* _Study text_:
**********
Around 90.5% of the company’s revenue came via sales of goods which grew by 26.6% to Rs 2,464.82 crore during FY21, compared to sales of Rs 1,947.5 crore in FY20.
BlinkIt also collected a marketplace commission from sellers on its platform for facilitating transactions and such fees account for a little over 4.2% of operating revenue. Commission income grew by 16.6% to Rs 115.52 crore during FY21 from Rs 99.05 crore collected in FY20.
Further, the company charges advertising fees from FMCG brands and sellers to promote their products on its platform. Advertising revenues grew by 24.4% YoY to nearly Rs 77 crore during the fiscal ended in March 2021.
Blinkit also offers delivery and freight services for FMCG products to third-party sellers and generated Rs 64.33 crore from this business during FY21, registering a 28.1% growth as compared to Rs 50.23 crore brought in from the same vertical in FY20.
BlinkIt also generated a non-operating income of Rs 16.3 crore from its financial assets and other sources during fiscal 2020-2021.
Moving on to the expense sheet, procurement of stock-in-trade, i.e. FMCG products was naturally the single largest cost for the grocery delivery company, making up around 71% of its annual expenditure.
Purchases grew by only 11% from Rs 2,108.2 crore made in FY20 to Rs 2340.42 crore during FY21. Freight and packaging expenses amounted to Rs 134.4 crore for the same period.
**********
* _Exercises to complete_:
A. Rewrite the part of the BlinkIt financial text starting at "BlinkIt also collected" and ending at "in March 2021.", with "platform" changed to "app".
B. Continue the BlinkIt financial text from its last sentence.
The records are separate material with no connection to the BlinkIt financial text.

* _Source data_:
**********
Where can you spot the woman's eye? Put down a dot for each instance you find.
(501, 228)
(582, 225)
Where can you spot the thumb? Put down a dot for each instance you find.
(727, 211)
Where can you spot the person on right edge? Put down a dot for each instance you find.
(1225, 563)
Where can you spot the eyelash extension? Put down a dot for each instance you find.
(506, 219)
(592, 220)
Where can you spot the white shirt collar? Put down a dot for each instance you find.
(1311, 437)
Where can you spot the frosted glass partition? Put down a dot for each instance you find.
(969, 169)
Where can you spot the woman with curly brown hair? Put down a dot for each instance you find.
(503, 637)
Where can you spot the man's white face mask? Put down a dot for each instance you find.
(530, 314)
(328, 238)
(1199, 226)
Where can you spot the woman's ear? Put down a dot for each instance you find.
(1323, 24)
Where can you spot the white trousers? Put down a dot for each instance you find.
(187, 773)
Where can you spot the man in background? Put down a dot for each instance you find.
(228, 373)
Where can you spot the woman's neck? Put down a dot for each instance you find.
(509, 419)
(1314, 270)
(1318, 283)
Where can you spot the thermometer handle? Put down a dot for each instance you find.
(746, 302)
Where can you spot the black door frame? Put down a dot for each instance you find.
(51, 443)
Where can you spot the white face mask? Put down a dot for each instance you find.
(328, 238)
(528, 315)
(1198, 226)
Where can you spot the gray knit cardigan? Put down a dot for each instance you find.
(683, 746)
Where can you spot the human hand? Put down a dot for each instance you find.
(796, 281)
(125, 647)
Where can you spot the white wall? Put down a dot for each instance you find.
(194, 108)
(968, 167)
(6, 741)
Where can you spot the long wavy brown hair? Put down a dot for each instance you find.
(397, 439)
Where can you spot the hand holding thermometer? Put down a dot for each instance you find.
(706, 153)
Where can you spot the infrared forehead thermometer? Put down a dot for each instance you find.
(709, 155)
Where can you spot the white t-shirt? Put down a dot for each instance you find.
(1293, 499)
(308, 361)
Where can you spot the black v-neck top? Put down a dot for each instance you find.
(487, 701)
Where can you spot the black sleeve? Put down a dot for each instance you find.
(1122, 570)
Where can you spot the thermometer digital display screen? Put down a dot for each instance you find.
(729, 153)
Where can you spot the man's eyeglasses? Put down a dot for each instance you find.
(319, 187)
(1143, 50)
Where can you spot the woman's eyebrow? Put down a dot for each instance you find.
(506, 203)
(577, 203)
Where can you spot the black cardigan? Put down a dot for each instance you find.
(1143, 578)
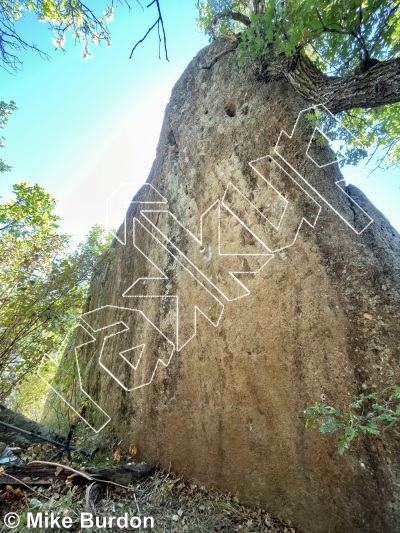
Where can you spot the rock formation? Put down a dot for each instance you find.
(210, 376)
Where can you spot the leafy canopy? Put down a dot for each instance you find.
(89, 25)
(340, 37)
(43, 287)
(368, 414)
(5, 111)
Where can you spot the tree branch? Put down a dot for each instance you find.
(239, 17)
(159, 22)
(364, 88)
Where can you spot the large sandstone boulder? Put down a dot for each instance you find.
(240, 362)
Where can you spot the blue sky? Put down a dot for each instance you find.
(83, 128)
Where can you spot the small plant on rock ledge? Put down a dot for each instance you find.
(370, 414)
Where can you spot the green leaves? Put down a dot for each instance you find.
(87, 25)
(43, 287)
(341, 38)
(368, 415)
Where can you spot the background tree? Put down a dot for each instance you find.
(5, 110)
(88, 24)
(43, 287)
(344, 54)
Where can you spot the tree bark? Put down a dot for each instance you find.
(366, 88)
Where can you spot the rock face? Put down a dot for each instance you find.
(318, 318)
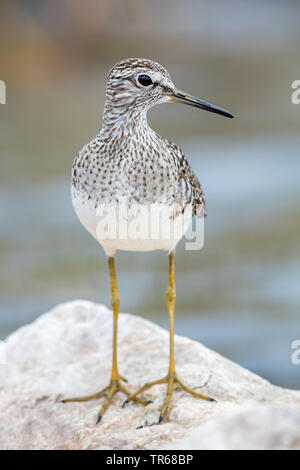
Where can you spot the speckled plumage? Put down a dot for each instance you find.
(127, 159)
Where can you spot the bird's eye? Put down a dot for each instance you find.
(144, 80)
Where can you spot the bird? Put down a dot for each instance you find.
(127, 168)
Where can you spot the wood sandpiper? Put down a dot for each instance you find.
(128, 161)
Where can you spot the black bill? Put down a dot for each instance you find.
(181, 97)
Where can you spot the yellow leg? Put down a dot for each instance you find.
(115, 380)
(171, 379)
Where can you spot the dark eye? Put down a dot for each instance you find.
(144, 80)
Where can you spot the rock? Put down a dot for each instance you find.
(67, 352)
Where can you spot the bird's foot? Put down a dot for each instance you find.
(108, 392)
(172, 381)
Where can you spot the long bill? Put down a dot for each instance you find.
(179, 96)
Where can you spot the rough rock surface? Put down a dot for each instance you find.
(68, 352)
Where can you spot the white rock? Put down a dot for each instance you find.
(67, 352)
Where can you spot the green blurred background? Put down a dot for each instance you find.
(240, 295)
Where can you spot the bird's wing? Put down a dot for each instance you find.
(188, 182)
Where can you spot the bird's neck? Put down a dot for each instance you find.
**********
* _Task responses_:
A.
BlinkIt also collected a marketplace commission from sellers on its app for facilitating transactions and such fees account for a little over 4.2% of operating revenue. Commission income grew by 16.6% to Rs 115.52 crore during FY21 from Rs 99.05 crore collected in FY20.
Further, the company charges advertising fees from FMCG brands and sellers to promote their products on its app. Advertising revenues grew by 24.4% YoY to nearly Rs 77 crore during the fiscal ended in March 2021.

B.
Payroll is the second largest cost for the Zomato backed company, accounting for 11.3% of annual expenses. While salaries and allowance payments remained stable, the company booked ESOP-related expenses of nearly Rs 189.6 crore for FY21, 6.2x more than the Rs 30.4 crore worth ESOP costs during FY20.
As a result, total employee benefits expenditure surged by 76.1% to Rs 372.31 crore during FY21 from Rs 211.41 crore booked in FY20.
The pandemic accelerated demand for e-grocery services, bringing in a new wave of customers. Management at BlinkIt observed the change in the behaviour of customers and made changes to the company’s sales funnel, cutting back on customer acquisition costs greatly.
For instance, the company reduced its expenditure on marketing incentives and cashback by 81.62% to only Rs 32.4 crore in FY21 from Rs 176.4 crore spent on the same during FY20.
On similar lines, austerity measures were put in place for advertising and promotional activities and the related expenses were brought down by 52.7% to Rs 94.8 crore in FY21 from Rs 200.4 crore spent during FY20.
Further, payments for rent and utilities were reduced by 59% YoY to Rs 27.8 crore, and outsourced manpower expenses were cut back by 24.5% YoY to Rs 123.6 crore during FY21.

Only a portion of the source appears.